# Problem A
Show every line of the records that contains the string "outcrop", paying attention to case.

5. The Car Park Analogy

  1. The last argument proceeds by analogy. Visa argues that credit card acceptance is a service provided by merchants to consumers just as free car parks at shopping malls are a service provided to consumers by merchants in those markets.[157] In both cases, the costs of the service are passed on to all consumers regardless of whether any particular consumer utilizes the service.
  2. As constructed, the analogy is inapt for several reasons. First, there is competition among landlords, who presumably choose their policies independently and without overlapping ownership and governance. Second, there are a variety of parking and shopping arrangements. In some cases parking is free for all, in other cases there is shop validation that gives rise to free parking or reduced-rate parking, and in other cases consumers pay to park. Third, Visa has provided no evidence that landlords forbid merchants from surcharging from parking. It appears far more likely that retailers choose not to surcharge as part of their competitive strategies. Deregulating the credit and charge card market would have a similar effect– merchants would be free to make decisions whether to surcharge based on market conditions, rather than system rules. Fourth, the transactions costs of surcharging may be different. In cases where there is free parking without validation, transactions costs are avoided because the lot owner does not have to track parking usage and merchants do not have to identify which customers made use of parking and which did not. With a credit or charge card transaction, the merchant knows know who pays by card, and thus this type of transaction cost would not be incremental to the decision to surcharge. Moreover, when a consumer patronizes multiple merchants at a single shopping mall, it might be costly to allocate the costs across merchants– consumers would have to report the full set of merchants they patronized on a given trip and then merchants would have to have an agreed process for allocating costs. Lastly, the incremental costs associated with a shopper's choosing to park on a given day may be extremely low (given that a lot of sufficient capacity has already been constructed, possibly due to zoning requirements). In contrast, merchants face significant costs per card transaction.
  3. A more appropriate analogy would be to ask what would happen if the vast majority of all landlords for retail space in Australia got together and insisted that merchants pay them for providing free parking but not pass any of those costs on specifically to consumers who drove. One would not be surprised to see competition authorities block an attempt to reach this sort of agreement.

C. Are Current Card Pricing Practices Consistent With Internalization Claims?

  1. Card issuers and the associations argue that no-surcharge rules and the use of interchange fees are socially desirable because they are necessary to internalize network effects. Additional light can be shed on this issue by examining whether other credit and charge card system policies are consistent with internalizing external effects. Specifically, light can be shed by examining whether the associations and their members pursue pricing policies for card services that promote membership.
  2. Credit and charge card users generally pay transactions fees that are below marginal cost. Indeed, a striking feature of the Australian credit card industry is that many cardholders face negative prices for using their credit cards. These negative prices are the result of rebates and rewards programs. For example, a cardholder may receive airline miles that can be redeemed for free flights. Loyalty programs have become increasingly important in the Australian credit card industry.[158] Even cardholders who are not members of loyalty programs generally pay below-cost transactions fees: The typical transaction fee levied on consumer charges is zero, although the associations and their members have stated that their marginal costs are positive.

# Data entries

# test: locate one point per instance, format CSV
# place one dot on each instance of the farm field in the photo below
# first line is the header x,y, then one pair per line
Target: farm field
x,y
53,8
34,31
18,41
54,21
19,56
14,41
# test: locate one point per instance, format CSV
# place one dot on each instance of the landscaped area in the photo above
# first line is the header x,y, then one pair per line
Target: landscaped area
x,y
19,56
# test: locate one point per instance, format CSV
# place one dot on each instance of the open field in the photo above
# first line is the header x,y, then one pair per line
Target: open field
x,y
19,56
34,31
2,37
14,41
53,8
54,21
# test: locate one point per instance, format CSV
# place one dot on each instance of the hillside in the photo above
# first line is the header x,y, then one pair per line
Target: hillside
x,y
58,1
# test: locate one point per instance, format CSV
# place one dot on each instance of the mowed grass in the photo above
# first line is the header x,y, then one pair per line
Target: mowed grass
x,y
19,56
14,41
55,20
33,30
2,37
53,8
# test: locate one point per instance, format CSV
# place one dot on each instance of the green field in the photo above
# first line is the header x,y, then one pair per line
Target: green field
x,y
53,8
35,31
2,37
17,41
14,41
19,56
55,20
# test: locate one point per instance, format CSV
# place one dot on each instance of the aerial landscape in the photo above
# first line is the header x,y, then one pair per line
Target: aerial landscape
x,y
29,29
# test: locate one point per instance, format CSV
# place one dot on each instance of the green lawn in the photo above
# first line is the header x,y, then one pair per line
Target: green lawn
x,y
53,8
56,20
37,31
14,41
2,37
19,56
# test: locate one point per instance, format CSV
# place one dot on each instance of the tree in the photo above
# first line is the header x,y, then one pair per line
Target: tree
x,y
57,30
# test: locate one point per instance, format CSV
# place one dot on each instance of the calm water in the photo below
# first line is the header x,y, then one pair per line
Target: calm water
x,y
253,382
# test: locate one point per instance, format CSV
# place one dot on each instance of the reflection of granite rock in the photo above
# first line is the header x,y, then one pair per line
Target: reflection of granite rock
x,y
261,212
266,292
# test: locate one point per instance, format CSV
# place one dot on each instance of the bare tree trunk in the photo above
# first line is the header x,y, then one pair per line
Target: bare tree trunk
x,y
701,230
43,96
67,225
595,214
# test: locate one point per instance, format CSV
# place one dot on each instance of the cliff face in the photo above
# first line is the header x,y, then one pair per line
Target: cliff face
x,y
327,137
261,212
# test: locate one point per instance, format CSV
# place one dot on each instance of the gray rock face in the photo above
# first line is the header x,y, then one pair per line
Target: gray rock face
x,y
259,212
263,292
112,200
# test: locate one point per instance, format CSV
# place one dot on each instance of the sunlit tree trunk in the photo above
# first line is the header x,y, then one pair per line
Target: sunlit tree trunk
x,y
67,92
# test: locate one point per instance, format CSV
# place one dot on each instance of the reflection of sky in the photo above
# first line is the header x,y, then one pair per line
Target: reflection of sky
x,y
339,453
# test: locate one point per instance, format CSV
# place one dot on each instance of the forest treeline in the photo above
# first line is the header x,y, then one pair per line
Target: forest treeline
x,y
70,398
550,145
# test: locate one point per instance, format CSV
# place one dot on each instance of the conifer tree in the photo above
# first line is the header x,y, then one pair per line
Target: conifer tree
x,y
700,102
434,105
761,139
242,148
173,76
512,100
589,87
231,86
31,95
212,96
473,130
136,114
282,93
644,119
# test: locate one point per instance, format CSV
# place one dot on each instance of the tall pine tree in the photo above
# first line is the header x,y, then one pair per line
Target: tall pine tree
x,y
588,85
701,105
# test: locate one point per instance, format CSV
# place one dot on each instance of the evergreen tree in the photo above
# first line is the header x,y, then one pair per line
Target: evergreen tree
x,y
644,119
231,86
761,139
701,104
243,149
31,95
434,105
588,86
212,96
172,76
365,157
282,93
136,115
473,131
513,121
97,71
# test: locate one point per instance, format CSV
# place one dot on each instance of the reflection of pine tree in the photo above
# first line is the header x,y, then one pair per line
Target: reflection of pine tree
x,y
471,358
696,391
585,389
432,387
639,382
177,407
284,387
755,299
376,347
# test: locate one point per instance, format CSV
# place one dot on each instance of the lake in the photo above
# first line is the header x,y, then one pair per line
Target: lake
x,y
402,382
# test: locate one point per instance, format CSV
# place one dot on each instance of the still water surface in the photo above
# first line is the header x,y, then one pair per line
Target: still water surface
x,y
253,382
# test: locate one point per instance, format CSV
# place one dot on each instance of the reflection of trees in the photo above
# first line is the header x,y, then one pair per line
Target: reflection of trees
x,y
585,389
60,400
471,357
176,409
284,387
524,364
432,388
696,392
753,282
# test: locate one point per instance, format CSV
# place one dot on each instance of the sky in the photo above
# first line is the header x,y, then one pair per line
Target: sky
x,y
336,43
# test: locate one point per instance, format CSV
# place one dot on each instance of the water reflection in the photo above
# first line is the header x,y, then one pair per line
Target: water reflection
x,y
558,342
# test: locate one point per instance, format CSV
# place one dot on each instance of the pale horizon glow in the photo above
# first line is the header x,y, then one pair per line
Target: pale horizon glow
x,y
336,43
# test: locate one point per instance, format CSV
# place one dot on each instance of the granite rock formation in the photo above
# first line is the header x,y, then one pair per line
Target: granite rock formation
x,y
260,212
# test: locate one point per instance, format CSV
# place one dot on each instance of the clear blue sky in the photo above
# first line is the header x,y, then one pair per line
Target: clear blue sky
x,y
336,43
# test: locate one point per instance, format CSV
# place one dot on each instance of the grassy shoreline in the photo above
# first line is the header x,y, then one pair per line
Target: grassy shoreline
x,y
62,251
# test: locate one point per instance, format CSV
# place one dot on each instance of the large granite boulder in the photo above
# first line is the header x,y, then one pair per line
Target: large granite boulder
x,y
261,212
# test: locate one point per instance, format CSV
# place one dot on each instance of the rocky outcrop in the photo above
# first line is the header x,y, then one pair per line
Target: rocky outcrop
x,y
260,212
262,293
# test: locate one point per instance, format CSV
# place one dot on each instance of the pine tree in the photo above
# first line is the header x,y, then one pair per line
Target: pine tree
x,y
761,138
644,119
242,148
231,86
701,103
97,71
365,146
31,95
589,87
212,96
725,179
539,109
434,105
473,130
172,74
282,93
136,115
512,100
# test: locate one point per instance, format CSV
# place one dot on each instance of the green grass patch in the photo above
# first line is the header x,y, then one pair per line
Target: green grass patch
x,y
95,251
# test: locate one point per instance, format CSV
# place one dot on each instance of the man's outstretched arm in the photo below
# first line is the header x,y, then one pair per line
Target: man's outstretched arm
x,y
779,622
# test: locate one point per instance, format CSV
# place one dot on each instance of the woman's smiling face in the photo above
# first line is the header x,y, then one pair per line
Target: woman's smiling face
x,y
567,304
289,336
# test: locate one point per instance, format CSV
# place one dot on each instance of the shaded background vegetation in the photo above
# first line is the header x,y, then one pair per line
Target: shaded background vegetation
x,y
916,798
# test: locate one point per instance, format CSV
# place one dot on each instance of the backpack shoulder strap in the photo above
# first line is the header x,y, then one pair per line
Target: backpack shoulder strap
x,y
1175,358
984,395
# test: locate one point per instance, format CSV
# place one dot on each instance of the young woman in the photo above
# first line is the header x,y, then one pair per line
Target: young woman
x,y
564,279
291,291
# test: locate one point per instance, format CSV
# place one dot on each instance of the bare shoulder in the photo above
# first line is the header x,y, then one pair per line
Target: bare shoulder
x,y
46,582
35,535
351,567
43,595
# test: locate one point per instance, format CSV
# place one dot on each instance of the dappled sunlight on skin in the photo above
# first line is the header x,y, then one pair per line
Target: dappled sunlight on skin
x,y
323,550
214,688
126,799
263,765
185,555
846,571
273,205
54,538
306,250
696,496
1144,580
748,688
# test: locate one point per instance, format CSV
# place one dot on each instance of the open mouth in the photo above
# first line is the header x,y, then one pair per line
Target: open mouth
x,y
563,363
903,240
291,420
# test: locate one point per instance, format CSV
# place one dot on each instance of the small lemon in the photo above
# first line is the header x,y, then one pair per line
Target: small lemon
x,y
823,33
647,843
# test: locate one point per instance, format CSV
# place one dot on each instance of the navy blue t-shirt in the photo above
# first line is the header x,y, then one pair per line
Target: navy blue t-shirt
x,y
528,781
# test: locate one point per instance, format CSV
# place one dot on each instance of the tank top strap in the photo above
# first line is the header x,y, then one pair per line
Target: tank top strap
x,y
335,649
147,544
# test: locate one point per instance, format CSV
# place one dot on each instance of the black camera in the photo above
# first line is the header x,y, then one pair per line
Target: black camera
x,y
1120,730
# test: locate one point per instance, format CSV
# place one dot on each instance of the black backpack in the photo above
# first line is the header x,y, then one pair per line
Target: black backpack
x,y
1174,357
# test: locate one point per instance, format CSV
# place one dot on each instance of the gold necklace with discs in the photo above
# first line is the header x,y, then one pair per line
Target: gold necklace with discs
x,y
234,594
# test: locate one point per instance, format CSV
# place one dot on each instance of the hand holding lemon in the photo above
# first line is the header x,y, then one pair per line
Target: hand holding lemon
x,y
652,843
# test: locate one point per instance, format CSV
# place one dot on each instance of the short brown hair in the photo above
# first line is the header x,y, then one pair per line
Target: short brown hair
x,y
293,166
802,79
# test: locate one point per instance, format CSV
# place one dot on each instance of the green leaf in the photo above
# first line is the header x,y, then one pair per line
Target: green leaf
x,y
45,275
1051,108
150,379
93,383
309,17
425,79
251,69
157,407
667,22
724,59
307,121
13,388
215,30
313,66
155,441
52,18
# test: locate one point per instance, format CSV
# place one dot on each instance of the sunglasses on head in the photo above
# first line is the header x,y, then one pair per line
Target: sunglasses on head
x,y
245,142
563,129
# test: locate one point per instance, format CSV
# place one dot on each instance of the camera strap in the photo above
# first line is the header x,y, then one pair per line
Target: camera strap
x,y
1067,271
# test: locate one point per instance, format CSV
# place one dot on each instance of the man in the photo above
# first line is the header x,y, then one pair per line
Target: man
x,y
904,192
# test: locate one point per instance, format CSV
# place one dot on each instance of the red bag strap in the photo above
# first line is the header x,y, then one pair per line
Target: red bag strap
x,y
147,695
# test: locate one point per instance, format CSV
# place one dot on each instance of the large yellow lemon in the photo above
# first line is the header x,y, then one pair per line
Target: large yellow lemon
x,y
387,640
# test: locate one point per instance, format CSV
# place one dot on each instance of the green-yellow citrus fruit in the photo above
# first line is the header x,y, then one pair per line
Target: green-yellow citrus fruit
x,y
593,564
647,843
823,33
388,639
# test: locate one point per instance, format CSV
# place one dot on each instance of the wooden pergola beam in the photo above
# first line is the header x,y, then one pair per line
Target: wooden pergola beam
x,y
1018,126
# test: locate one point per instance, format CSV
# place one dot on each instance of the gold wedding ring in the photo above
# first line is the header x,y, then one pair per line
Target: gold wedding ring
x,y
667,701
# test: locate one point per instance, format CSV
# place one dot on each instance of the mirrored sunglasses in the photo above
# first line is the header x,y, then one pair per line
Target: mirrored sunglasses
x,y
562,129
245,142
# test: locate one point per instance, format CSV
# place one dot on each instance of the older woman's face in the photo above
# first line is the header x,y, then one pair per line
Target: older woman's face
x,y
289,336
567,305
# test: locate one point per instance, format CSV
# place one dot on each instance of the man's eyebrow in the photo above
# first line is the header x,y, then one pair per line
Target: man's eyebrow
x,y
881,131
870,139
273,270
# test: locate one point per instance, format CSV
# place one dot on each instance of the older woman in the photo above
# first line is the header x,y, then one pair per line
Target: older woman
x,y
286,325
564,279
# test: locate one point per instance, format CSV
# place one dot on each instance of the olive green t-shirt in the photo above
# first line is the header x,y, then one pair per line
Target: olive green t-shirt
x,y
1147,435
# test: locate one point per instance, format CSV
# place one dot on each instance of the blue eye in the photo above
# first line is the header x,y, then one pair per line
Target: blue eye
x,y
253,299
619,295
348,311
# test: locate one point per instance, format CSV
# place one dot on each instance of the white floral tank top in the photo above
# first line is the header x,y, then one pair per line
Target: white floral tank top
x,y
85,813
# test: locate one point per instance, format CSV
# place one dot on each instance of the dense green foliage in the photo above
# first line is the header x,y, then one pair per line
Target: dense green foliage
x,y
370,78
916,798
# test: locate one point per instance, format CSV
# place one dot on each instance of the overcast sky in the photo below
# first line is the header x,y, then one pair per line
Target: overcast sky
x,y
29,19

# Problem B
Write out everything in the car park passage from "1. The last" down to "utilizes the service.", swapping "merchants" for "shopkeepers" each time it appears.

# Correct result A
# place one dot on each instance of the rocky outcrop in the photo above
Target: rocky outcrop

# Correct result B
1. The last argument proceeds by analogy. Visa argues that credit card acceptance is a service provided by shopkeepers to consumers just as free car parks at shopping malls are a service provided to consumers by shopkeepers in those markets.[157] In both cases, the costs of the service are passed on to all consumers regardless of whether any particular consumer utilizes the service.